> What is expected:
From the data below, pull out every line that contains the string "white" and copy each one in full. Case counts, so match capital and lowercase letters exactly.

----

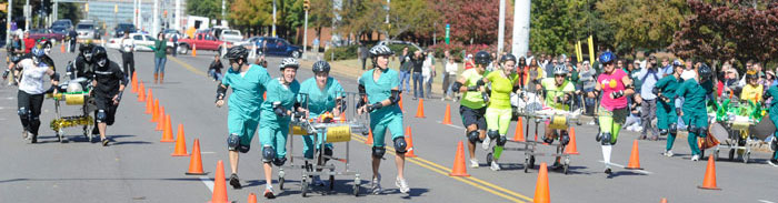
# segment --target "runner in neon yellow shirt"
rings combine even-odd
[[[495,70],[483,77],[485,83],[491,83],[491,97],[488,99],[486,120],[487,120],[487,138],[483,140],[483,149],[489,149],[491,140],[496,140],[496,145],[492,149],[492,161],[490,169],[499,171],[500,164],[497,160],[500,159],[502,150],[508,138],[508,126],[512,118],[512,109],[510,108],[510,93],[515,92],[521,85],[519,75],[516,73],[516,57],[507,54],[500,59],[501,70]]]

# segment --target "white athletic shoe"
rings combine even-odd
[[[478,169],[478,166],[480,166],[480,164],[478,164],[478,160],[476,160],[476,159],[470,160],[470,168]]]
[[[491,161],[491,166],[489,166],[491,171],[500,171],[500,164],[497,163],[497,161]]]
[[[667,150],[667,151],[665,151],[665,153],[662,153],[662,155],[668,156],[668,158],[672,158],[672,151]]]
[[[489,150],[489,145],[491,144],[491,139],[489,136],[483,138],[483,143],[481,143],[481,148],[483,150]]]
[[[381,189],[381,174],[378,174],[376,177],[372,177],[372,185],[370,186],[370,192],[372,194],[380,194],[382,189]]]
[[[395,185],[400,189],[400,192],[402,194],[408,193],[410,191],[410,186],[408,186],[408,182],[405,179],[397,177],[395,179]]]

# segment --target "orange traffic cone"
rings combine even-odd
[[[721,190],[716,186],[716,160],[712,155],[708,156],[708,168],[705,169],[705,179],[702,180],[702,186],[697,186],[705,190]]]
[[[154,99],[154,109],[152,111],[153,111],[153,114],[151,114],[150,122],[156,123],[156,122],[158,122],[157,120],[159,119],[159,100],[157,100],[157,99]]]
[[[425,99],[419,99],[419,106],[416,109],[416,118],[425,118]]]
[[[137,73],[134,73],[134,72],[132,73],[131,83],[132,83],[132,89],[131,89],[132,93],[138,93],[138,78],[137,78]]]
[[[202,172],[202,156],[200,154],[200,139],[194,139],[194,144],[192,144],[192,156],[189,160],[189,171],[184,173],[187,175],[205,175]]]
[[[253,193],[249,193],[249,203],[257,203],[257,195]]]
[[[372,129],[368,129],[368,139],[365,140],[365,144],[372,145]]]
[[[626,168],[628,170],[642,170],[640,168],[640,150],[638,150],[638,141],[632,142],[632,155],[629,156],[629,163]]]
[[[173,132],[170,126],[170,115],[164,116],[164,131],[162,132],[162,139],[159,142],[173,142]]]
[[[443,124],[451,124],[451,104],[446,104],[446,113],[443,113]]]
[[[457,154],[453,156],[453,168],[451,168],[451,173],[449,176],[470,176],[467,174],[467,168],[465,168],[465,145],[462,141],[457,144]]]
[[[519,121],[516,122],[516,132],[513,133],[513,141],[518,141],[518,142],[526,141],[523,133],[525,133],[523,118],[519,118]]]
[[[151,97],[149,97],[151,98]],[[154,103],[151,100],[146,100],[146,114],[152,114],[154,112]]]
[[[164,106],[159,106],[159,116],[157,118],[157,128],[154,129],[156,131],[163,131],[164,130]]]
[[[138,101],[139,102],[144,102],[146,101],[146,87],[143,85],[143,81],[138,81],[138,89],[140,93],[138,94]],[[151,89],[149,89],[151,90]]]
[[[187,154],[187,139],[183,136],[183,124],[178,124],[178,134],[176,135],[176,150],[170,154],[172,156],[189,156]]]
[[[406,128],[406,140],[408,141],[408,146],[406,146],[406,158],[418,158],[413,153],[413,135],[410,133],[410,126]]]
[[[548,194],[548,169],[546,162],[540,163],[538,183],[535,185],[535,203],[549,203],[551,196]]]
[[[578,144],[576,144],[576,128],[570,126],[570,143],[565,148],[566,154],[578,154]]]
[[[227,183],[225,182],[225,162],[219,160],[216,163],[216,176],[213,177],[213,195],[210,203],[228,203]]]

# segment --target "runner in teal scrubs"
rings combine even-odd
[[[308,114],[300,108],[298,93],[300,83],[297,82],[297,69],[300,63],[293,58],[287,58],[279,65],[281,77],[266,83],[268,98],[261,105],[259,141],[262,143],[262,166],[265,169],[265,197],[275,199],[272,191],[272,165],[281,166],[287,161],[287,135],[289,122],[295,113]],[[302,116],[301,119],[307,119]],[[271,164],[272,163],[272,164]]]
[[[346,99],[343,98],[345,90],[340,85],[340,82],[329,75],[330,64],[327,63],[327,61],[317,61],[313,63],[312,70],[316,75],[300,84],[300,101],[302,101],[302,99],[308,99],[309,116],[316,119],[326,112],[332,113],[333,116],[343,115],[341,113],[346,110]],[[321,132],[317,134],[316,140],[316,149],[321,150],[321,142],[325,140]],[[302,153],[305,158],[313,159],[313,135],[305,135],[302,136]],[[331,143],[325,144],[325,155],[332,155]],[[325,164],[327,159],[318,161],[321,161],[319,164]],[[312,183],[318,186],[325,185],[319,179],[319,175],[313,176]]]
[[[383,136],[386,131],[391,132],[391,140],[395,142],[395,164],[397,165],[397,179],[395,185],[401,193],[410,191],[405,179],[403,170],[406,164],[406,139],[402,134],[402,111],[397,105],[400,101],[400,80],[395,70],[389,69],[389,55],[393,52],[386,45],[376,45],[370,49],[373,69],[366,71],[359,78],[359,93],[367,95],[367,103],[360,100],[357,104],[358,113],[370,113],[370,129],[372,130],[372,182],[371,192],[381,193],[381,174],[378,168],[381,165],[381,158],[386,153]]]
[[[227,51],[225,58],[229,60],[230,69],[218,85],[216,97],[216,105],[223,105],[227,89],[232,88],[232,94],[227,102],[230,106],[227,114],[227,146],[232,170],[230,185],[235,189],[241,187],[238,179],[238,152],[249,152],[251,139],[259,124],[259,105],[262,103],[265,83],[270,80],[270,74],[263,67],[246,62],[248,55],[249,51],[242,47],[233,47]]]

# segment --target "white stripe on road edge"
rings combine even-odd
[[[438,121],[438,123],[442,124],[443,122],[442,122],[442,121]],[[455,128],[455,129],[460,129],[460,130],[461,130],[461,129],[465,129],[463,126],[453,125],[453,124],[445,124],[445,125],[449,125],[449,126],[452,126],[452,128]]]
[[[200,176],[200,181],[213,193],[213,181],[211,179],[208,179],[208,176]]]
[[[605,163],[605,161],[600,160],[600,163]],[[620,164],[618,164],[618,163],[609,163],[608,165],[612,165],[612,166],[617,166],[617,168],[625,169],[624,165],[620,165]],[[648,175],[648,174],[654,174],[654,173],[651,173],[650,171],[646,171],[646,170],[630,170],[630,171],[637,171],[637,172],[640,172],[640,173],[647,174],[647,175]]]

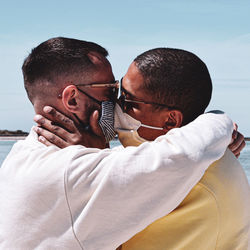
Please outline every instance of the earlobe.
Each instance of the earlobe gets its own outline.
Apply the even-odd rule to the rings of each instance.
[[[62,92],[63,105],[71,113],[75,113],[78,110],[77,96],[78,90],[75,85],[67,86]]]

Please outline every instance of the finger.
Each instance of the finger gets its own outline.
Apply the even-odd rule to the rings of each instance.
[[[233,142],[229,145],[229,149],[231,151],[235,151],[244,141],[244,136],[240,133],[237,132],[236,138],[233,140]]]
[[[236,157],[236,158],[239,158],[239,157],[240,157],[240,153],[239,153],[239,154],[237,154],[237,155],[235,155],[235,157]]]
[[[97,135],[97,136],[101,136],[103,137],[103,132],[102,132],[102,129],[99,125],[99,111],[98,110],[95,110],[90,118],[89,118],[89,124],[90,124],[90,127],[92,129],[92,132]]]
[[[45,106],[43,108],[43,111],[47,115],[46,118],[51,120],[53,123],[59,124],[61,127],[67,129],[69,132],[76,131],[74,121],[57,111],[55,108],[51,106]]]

----

> Written solution:
# segment --target "white athletic shoe"
# segment --target "white stripe on road edge"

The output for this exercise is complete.